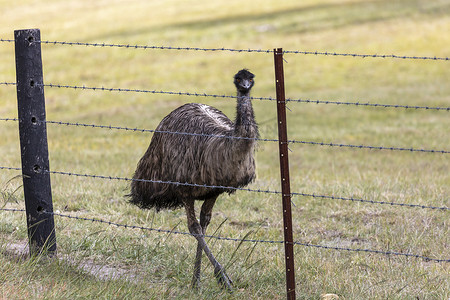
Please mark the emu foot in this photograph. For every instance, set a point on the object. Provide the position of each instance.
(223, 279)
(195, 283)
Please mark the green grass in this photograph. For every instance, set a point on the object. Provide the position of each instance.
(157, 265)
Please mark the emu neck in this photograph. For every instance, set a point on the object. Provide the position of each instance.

────────────────────

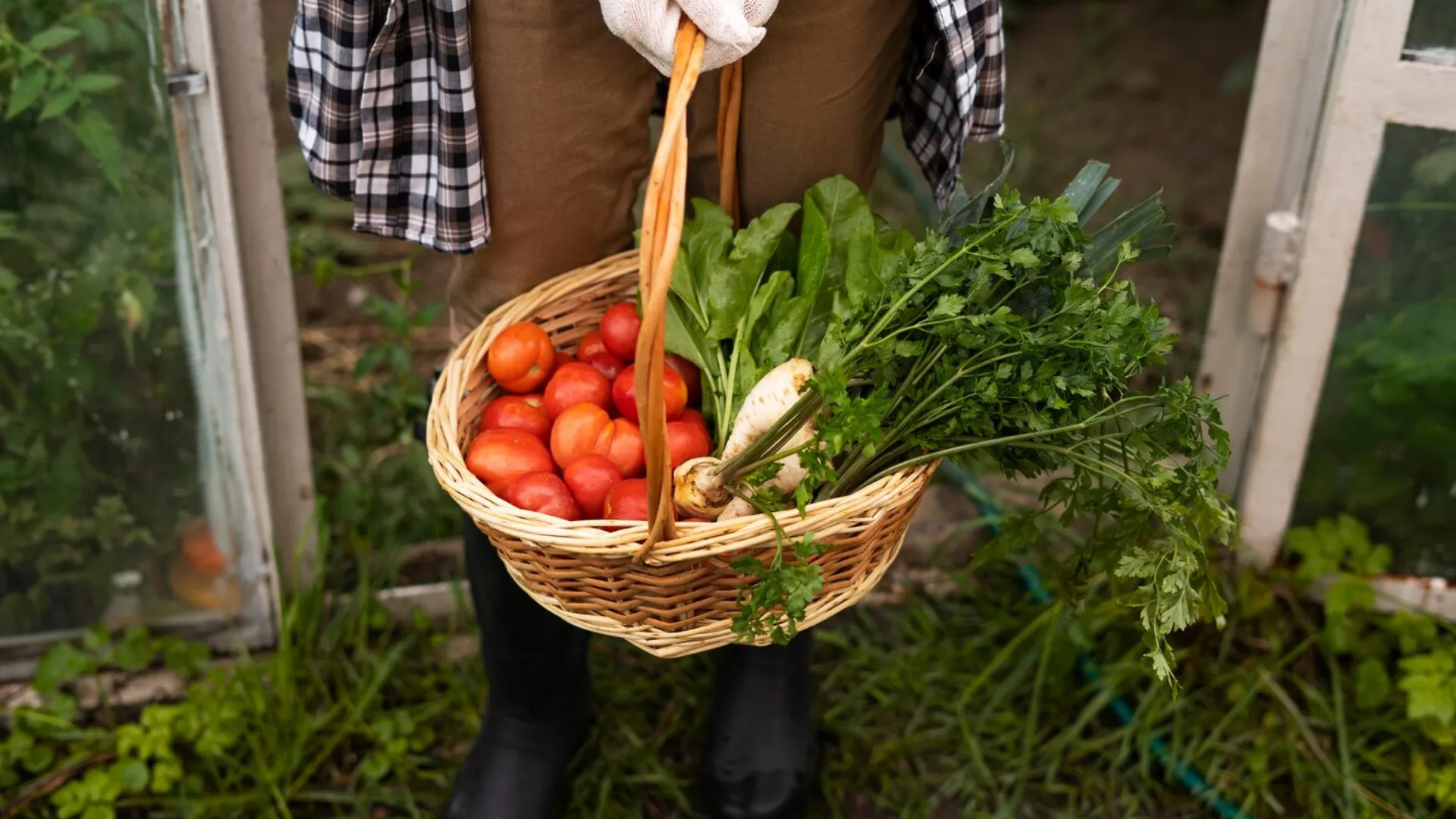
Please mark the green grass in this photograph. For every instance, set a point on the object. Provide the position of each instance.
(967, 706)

────────────────────

**What is needed**: Going down the listing above, begin printing at the line with "Please mark the emu foot" and finish with the line with "Please mark the emu neck", exactly as they appear.

**Written solution**:
Please mark the emu foot in this photograph. For every instance, set a point on the object. Provide the position of each instance.
(223, 279)
(195, 283)
Please mark the green grass in this photograph. For every instance, set a point on the object. Provide the position of each instance.
(157, 265)
Please mark the emu neck in this photograph. For every instance, set a point on the object. Provide the position of each instance.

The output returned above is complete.